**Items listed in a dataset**
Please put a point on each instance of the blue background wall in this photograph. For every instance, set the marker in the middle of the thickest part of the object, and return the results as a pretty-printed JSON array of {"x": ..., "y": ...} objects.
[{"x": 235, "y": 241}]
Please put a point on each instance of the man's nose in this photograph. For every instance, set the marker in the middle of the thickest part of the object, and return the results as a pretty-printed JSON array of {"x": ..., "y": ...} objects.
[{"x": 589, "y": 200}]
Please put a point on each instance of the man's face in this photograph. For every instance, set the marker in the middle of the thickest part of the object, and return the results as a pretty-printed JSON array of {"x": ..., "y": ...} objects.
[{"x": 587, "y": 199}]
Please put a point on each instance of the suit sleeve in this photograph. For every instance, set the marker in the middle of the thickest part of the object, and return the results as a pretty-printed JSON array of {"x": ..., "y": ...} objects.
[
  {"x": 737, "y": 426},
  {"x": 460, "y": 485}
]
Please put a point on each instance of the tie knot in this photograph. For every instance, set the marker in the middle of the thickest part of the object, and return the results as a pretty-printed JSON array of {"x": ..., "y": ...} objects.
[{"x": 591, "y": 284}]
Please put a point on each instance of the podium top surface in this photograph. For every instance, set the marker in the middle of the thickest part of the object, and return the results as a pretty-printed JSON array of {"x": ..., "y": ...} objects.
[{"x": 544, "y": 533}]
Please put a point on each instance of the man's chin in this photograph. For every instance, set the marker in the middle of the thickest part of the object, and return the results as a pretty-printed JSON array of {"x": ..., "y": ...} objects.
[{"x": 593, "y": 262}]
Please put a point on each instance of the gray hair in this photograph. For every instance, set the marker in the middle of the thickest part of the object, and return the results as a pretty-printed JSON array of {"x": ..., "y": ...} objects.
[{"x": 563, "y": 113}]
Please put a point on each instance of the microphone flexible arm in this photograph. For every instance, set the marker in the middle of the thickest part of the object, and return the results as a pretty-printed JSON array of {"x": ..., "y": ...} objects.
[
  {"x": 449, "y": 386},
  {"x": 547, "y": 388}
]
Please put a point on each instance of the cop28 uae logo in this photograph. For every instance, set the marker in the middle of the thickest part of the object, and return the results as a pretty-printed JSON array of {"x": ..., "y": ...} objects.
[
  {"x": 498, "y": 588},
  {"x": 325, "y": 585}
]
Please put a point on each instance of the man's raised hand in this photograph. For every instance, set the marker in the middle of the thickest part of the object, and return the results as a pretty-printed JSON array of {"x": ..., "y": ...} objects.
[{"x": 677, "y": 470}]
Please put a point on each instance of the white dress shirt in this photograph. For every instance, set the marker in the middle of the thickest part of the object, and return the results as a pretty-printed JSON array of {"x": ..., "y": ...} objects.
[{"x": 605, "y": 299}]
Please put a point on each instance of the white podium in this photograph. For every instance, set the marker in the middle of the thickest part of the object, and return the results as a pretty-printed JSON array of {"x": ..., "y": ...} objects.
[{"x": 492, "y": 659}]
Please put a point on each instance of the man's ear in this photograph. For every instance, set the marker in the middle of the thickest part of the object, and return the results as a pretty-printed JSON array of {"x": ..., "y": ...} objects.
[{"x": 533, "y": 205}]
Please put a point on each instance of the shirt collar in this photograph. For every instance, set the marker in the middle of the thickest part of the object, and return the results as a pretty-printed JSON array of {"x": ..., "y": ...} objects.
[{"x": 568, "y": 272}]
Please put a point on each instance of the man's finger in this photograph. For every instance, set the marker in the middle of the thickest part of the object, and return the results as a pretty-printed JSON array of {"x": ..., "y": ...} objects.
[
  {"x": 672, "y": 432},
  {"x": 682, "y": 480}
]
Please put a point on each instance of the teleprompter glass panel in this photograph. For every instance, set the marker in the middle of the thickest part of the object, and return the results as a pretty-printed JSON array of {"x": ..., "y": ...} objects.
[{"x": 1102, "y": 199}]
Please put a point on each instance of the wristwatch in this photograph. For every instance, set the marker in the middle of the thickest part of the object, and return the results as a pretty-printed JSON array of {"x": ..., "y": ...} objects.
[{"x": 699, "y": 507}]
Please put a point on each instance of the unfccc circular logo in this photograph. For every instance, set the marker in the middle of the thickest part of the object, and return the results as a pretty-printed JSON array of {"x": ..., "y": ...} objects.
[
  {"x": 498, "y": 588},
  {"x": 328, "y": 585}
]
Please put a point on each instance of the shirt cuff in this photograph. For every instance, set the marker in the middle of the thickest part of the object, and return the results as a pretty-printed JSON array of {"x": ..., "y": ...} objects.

**Task brief**
Each record above needs to be reproduced exactly as written.

**Written response**
Please put a point on each instance of the blue background wall in this photograph. For every instance, set the marker in the middle of the thickest part of the object, and return the results as a pretty-printed JSON array of {"x": ..., "y": ...} objects.
[{"x": 235, "y": 241}]
Please put a point on each instance of the man's nose in this photograph. For every instance, set the marker in the middle of the thickest part of the object, and return the results as a pretty-printed JSON array of {"x": ..., "y": ...} objects.
[{"x": 589, "y": 200}]
Please put a point on each instance of the man's face in this photograph. For every instance, set the marker in the middle of the thickest part of the object, and return the results as a pretty-printed JSON array of {"x": ..., "y": ...} objects.
[{"x": 587, "y": 199}]
Please put a point on each instance of the suit sleeve in this photograph. For every instance, set the marker in the middle of the thickest part of the object, and return the results as a pretty-printed JSON array of {"x": ..., "y": ...} objects.
[
  {"x": 737, "y": 426},
  {"x": 460, "y": 485}
]
Please put a point on each instance of the tie knot in this photograph. For every instance, set the marker in the middle of the thickest part of the object, and return the results as a pretty-printed JSON array of {"x": ..., "y": ...} objects.
[{"x": 591, "y": 284}]
Please put a point on each instance of the podium top surface in this photograph. For every instance, set the marker in the middle of the thickest part of the object, and return the results as a pretty-printed JSON array of {"x": ..., "y": ...} objects.
[{"x": 544, "y": 533}]
Please put a point on each instance of the man's chin in this photograph. For every instance, set the marker in the middle of the thickest part of the object, and return the results as a pretty-printed JSON array of {"x": ..., "y": ...} objects.
[{"x": 593, "y": 262}]
Please put a point on each instance of the gray hair in this photograph. For every instance, set the marker in the middle of the thickest part of the object, and return the results as a pretty-printed JSON array of {"x": ..., "y": ...} objects.
[{"x": 563, "y": 113}]
Please put a point on each instance of the microphone flexible arm in this photograph. For every instance, set the marker in the middle of the thickest part of the object, and return the results as a pretty-printed JSON array of {"x": ..., "y": ...} objects.
[
  {"x": 449, "y": 386},
  {"x": 547, "y": 388}
]
Please put a point on each instance of the cop28 uae logo in this photograph. For every instance, set the marker in the middle of the thickest part of the object, and return the results as a pretty-printed JSON array of {"x": ..., "y": ...} objects.
[
  {"x": 498, "y": 588},
  {"x": 325, "y": 585}
]
Please put a point on each instance of the man's raised hand in this photograph. For every instance, set the marker in the middle of the thickest part of the object, and return the results as a pretty-printed JSON array of {"x": ..., "y": ...} objects.
[{"x": 677, "y": 470}]
Please put a point on each instance of the white dress shirt in this photograph. For every instance, set the marker in the middle of the thickest part of the object, and return the results as a pretty-printed JSON array of {"x": ..., "y": ...} objects.
[{"x": 605, "y": 299}]
Please put a point on each instance of the white podium in this photograph. For every instance, set the marker in the middle of the thickest part of the object, and return the results as a pretty-printed JSON array of {"x": ..., "y": ...} objects.
[{"x": 492, "y": 659}]
Please put a point on each instance of the man's ear in this photograph. For every instance, set the marker in the middle of the thickest part of the object, and return the results as a pretty-printed JSON array of {"x": ..., "y": ...} objects.
[{"x": 533, "y": 205}]
Please put a point on each instance of the shirt collar in this photograph. For every instance, set the marker in the middle of the thickest part of the object, and return the results as a pretty-printed JSON array of {"x": ..., "y": ...} objects.
[{"x": 568, "y": 272}]
Please put a point on each instance of the man's finger in this photograph. For every instance, set the marker in the middle of the thickest part of the object, and return the results as a pretty-printed JSON array of {"x": ..., "y": ...} objects.
[
  {"x": 672, "y": 432},
  {"x": 682, "y": 480}
]
Please put a point on each instance of the teleprompter glass panel in this photograph. For every instance, set the marker in the middle of the thickest part of the object, and return the results as a pretty-printed JSON array of {"x": ..., "y": ...} objects.
[{"x": 1102, "y": 199}]
Please put a point on each instance of the wristwatch in this photograph. For every instance, set the marker in the middle of the thickest part of the object, and return the results as a pretty-printed JSON array of {"x": ..., "y": ...} objects.
[{"x": 699, "y": 507}]
Please put a point on each instance of the unfccc circular logo in this photograph. For every instance, set the marker in the middle of the thickest part of the object, and return the results as a pretty-printed JSON array of {"x": ..., "y": ...} objects.
[
  {"x": 498, "y": 588},
  {"x": 328, "y": 585}
]
Please put a point on each instance of the shirt cuff in this photograph. For every instance, set the marker in the middle of the thickest part of the object, and return the results as a pretty-printed JSON array of {"x": ..., "y": ...} objects.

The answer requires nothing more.